Friday, June 25, 2004

Day One: In Las Vegas

We began gambling at a staple in Vegas. No, it wasn't the Bellagio or Ceaser's Palace. No, not Horseshoe either, although we did end up there. It was a little place called The El Cortez. The El Cortez is down the street from Downtown. It's not even considered a downtown casino. It is bad. I mean really bad. The only reason we started there was because they have three dollar blackjack, which also had the flush bonus bet option (which is when both of your cards are the same suit), and three dollar craps. It is a place of cheap finance.
Bart rolled into town about an hour after we arrived and met us at the El Cortez. I did have an extremely scary conversation with an inebriated man about Texas Hold'em and seven card stud. I wanted to watch a 1-2 stud game to see if it was worth my time in trying out. The man stood next to me and proceeded to teach me how to play the game. For the record, I've been playing seven card stud since I was seven. He told me, with very stinky breath, that true poker players don't share their cards. Hold'em is for youngens who don't know how to play real poker.

- DATASET -
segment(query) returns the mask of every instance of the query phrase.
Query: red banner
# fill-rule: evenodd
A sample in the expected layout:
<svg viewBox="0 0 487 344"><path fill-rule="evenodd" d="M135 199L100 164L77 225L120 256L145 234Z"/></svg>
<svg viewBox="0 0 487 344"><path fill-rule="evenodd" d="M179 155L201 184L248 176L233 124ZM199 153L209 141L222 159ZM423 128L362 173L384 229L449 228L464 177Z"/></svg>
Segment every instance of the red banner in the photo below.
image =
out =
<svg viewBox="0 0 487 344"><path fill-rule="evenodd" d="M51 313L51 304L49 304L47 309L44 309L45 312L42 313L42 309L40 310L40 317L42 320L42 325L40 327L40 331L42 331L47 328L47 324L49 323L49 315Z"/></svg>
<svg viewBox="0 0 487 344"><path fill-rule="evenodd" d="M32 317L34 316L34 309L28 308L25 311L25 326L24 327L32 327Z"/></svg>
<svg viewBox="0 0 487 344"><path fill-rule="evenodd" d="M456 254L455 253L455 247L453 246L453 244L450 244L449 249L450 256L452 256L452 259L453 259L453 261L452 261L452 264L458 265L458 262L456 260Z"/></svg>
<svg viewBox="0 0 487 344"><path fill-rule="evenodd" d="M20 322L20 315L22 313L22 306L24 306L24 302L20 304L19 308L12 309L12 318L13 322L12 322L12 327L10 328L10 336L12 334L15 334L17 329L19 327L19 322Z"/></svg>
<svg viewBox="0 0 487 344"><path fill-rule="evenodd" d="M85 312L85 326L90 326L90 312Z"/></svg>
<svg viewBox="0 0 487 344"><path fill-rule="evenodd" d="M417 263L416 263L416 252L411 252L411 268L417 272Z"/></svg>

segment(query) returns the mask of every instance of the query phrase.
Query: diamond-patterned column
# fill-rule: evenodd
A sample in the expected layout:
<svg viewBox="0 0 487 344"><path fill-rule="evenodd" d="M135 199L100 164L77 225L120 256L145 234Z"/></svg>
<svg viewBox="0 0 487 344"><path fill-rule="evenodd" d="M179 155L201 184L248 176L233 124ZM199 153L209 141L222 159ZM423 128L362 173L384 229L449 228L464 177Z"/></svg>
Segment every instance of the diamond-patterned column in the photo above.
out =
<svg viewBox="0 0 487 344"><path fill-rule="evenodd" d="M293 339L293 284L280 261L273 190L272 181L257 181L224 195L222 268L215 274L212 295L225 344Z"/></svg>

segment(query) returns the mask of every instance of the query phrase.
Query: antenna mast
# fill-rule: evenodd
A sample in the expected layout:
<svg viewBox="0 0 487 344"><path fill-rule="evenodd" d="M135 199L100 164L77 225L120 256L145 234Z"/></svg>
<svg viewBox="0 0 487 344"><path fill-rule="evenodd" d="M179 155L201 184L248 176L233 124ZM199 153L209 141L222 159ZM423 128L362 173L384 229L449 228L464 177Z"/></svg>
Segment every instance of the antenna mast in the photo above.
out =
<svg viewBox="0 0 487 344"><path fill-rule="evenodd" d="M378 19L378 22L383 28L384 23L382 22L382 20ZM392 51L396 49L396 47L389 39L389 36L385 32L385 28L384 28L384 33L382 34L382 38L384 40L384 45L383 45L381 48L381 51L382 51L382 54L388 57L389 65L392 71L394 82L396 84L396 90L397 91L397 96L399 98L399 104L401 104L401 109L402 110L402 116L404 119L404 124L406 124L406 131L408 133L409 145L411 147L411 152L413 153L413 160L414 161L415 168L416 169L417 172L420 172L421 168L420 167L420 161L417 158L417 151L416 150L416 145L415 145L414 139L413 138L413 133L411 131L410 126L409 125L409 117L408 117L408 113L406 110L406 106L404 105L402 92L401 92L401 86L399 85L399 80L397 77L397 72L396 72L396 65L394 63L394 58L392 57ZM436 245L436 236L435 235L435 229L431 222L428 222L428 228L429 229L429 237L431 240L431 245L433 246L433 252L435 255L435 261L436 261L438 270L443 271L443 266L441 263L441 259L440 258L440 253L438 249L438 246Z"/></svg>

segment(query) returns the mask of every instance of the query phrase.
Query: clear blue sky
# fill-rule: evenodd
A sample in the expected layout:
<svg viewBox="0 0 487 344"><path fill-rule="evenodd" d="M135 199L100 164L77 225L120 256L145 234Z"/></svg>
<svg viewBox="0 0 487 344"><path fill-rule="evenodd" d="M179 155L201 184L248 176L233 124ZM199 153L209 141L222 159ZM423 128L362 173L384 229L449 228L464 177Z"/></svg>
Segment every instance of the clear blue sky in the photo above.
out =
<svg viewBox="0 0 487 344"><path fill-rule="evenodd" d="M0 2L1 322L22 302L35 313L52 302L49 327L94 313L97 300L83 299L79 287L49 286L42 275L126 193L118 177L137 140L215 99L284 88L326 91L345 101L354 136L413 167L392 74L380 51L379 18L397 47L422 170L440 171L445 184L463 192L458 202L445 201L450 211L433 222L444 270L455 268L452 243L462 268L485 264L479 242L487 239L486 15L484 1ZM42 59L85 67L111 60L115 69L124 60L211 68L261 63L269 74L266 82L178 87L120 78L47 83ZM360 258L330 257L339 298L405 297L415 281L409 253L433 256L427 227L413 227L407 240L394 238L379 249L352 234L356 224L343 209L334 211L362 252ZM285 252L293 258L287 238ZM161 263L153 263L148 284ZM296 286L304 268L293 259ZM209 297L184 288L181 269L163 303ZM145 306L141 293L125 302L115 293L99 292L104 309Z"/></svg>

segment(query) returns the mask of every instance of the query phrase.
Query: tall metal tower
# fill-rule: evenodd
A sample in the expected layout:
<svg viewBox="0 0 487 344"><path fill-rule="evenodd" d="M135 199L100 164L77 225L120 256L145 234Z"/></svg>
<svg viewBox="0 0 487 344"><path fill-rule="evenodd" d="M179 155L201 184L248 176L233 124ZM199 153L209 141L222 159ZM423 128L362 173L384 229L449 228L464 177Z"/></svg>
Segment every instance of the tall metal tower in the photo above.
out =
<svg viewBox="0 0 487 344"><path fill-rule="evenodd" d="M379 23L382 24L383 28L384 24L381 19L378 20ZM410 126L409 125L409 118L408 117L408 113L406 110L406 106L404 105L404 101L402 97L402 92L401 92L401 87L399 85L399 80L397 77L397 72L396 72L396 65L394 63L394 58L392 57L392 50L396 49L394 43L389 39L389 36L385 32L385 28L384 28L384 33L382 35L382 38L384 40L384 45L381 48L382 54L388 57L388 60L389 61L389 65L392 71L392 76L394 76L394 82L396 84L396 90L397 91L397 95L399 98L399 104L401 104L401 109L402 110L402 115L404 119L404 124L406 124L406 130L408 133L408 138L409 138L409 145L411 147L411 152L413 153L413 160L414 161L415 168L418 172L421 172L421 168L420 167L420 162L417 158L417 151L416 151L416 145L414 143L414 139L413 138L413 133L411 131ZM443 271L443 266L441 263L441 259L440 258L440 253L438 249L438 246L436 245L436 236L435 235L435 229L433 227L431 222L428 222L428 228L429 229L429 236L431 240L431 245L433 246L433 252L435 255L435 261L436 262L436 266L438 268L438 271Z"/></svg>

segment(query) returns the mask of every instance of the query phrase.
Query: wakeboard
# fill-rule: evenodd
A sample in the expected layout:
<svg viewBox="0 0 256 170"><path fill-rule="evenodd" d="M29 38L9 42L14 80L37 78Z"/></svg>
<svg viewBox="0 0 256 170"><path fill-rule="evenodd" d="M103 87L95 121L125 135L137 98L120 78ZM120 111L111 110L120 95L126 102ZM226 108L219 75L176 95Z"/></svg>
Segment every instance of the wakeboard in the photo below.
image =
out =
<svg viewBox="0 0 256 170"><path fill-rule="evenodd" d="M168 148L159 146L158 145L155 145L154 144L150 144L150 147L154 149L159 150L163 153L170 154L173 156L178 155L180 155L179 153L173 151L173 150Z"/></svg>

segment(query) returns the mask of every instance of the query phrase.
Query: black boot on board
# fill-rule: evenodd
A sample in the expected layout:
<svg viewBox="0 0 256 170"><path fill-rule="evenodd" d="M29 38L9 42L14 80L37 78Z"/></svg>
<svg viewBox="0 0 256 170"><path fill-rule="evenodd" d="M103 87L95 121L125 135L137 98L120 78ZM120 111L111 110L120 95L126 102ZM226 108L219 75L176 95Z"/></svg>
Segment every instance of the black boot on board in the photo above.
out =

- WHAT TO DO -
A. In the Las Vegas post, why did the group start gambling at the El Cortez?
B. Rewrite the part of the Las Vegas post that opens with the words containing "Bart rolled into" and closes with "play real poker.", changing "seven card stud" to "five card draw".

- COMPLETED EXERCISE -
A. They started there because it has three dollar blackjack and three dollar craps.

B.
Bart rolled into town about an hour after we arrived and met us at the El Cortez. I did have an extremely scary conversation with an inebriated man about Texas Hold'em and five card draw. I wanted to watch a 1-2 stud game to see if it was worth my time in trying out. The man stood next to me and proceeded to teach me how to play the game. For the record, I've been playing five card draw since I was seven. He told me, with very stinky breath, that true poker players don't share their cards. Hold'em is for youngens who don't know how to play real poker.